La crisi in Myanmar lo dimostra. Divenuto provincia dell’India britannica dopo le guerre anglo-birmane del 1824-1886, invaso dai giapponesi durante la seconda guerra mondiale, indipendente dal 1948, per il resto dello scorso secolo dilaniato dal conflitto tra il generale Ne Win e i nemici della dittatura, il Myanmar viene visitato da un esponente di spicco del governo statunitense solo nel dicembre 2011. In quell’occasione, l’ex segretario di Stato americano, Hillary Clinton, incontra il presidente Thein Sein e la leader dell’opposizione Daw Aung San Suu Kyi, la cui Lega nazionale per la democrazia è stata ammessa alle elezioni parlamentari del 2012.

Un risultato storico, se si pensa che il partito di Aung San si presenta alle prime elezioni libere datate 1990 e, seppur vincendo, viene spodestato dal Consiglio di restaurazione della legge e dell’ordine di Stato, supportato dall’esercito nazionale. Aung viene arrestata tre volte e liberata solo nel 2010 quando, a causa delle molteplici sanzioni internazionali, il referendum costituzionale e le elezioni in Myanmar aprono le porte al cambiamento. Che diventerà concreto nel 2015: il partito di Aung vince le elezioni e la leader democratica diventa ministro degli Esteri e consigliere di Stato.

Anche se la missione americana è orientata alla strategia di Barack Obama “Pivot to Asia”, volta ad incrementare i rapporti con i Paesi del gruppo Asean e ad accerchiare la Cina, Hillary Clinton, nel cuore della campagna presidenziale contro Trump, rivendica il successo delle elezioni birmane, «un importante, seppur imperfetto, passo avanti verso la democrazia». E, in pieno stile globalista, rimarca il «ruolo indispensabile che gli Stati Uniti possono e devono svolgere nel mondo come campioni di pace e progresso».

Attività:
Nel testo sul Myanmar, chi incontra Hillary Clinton durante la visita del dicembre 2011?

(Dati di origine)
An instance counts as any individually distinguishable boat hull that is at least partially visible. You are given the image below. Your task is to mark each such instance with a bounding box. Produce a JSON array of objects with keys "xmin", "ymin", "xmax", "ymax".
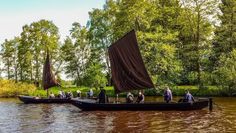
[
  {"xmin": 19, "ymin": 96, "xmax": 71, "ymax": 103},
  {"xmin": 71, "ymin": 98, "xmax": 209, "ymax": 111}
]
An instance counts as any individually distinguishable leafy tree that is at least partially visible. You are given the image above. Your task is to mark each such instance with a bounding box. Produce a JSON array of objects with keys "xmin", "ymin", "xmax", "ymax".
[
  {"xmin": 215, "ymin": 49, "xmax": 236, "ymax": 95},
  {"xmin": 2, "ymin": 37, "xmax": 19, "ymax": 82},
  {"xmin": 83, "ymin": 48, "xmax": 107, "ymax": 89},
  {"xmin": 61, "ymin": 22, "xmax": 90, "ymax": 86},
  {"xmin": 211, "ymin": 0, "xmax": 236, "ymax": 68},
  {"xmin": 19, "ymin": 20, "xmax": 59, "ymax": 82},
  {"xmin": 178, "ymin": 0, "xmax": 218, "ymax": 85}
]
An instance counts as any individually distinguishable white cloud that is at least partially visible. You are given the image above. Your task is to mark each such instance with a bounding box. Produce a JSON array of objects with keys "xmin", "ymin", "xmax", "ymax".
[{"xmin": 0, "ymin": 1, "xmax": 103, "ymax": 43}]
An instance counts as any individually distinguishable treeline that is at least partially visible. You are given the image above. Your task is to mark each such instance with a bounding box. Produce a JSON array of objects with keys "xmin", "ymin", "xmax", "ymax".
[{"xmin": 1, "ymin": 0, "xmax": 236, "ymax": 93}]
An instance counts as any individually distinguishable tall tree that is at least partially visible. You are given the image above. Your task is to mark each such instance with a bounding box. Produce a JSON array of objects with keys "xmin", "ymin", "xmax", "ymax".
[
  {"xmin": 19, "ymin": 20, "xmax": 59, "ymax": 82},
  {"xmin": 61, "ymin": 22, "xmax": 90, "ymax": 86},
  {"xmin": 211, "ymin": 0, "xmax": 236, "ymax": 68},
  {"xmin": 2, "ymin": 37, "xmax": 19, "ymax": 82},
  {"xmin": 178, "ymin": 0, "xmax": 218, "ymax": 85}
]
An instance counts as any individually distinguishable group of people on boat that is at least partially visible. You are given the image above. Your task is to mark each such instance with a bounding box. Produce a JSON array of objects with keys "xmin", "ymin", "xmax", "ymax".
[
  {"xmin": 164, "ymin": 87, "xmax": 194, "ymax": 103},
  {"xmin": 126, "ymin": 91, "xmax": 144, "ymax": 103},
  {"xmin": 49, "ymin": 90, "xmax": 73, "ymax": 99},
  {"xmin": 126, "ymin": 87, "xmax": 194, "ymax": 103}
]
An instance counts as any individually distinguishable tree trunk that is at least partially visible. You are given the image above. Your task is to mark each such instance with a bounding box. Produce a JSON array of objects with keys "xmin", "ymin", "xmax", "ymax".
[
  {"xmin": 7, "ymin": 60, "xmax": 11, "ymax": 79},
  {"xmin": 196, "ymin": 7, "xmax": 201, "ymax": 85}
]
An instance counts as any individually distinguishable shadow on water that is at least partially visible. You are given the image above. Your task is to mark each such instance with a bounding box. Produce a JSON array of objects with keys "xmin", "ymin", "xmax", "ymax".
[{"xmin": 0, "ymin": 98, "xmax": 236, "ymax": 133}]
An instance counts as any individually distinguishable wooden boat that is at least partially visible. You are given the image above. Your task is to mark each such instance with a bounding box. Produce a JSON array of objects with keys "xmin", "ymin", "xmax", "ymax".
[
  {"xmin": 71, "ymin": 98, "xmax": 210, "ymax": 111},
  {"xmin": 71, "ymin": 30, "xmax": 212, "ymax": 111},
  {"xmin": 19, "ymin": 96, "xmax": 71, "ymax": 103}
]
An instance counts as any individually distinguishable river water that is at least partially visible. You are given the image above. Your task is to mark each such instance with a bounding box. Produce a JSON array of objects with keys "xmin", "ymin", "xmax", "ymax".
[{"xmin": 0, "ymin": 97, "xmax": 236, "ymax": 133}]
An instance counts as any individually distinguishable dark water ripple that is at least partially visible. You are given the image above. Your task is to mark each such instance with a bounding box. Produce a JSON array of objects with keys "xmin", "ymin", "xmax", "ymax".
[{"xmin": 0, "ymin": 98, "xmax": 236, "ymax": 133}]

Risultato:
Il presidente Thein Sein e la leader dell'opposizione Daw Aung San Suu Kyi.